Source records:
══════

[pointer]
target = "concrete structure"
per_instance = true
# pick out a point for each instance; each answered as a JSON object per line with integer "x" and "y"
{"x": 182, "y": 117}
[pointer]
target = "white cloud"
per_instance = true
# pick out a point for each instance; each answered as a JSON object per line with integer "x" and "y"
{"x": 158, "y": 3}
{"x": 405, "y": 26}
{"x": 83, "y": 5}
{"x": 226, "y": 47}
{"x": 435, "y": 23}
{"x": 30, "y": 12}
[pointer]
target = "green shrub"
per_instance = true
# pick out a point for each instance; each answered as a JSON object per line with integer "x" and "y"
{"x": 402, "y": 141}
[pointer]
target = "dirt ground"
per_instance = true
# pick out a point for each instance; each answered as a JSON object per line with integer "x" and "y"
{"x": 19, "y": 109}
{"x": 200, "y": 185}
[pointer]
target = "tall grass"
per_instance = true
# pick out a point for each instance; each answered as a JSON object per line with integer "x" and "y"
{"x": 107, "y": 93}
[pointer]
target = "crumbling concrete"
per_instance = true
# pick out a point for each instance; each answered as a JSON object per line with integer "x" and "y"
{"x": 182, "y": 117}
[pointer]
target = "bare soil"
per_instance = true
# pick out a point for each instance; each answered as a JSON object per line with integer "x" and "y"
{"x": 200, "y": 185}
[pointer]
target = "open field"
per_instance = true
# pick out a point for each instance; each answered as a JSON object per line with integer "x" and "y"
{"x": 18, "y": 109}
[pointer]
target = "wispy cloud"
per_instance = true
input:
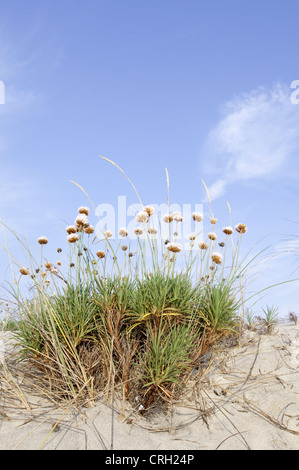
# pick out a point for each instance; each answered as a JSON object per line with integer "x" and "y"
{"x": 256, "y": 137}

══════

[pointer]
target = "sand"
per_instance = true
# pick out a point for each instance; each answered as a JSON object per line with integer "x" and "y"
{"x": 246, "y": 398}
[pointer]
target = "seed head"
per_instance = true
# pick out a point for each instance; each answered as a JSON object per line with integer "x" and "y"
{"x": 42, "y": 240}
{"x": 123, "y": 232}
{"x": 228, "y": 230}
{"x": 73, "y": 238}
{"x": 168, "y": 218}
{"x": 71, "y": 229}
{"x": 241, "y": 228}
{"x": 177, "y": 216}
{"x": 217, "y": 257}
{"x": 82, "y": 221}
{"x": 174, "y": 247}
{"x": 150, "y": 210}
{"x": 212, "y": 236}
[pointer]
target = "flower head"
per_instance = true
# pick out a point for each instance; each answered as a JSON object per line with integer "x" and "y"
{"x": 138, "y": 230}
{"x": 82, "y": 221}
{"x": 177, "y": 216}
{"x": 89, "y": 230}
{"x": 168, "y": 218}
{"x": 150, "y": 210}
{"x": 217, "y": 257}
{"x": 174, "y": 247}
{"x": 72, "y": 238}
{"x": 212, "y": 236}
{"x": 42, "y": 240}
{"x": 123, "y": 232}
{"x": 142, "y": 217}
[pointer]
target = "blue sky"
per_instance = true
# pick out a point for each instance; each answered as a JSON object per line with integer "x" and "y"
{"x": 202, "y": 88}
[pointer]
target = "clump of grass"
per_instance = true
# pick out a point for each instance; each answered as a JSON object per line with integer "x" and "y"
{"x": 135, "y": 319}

══════

Stated goal: Identify each line in the records that contains the word "cloud", and copy those lines.

Answer to this exercise:
target = "white cloud"
target = "wispy cloud"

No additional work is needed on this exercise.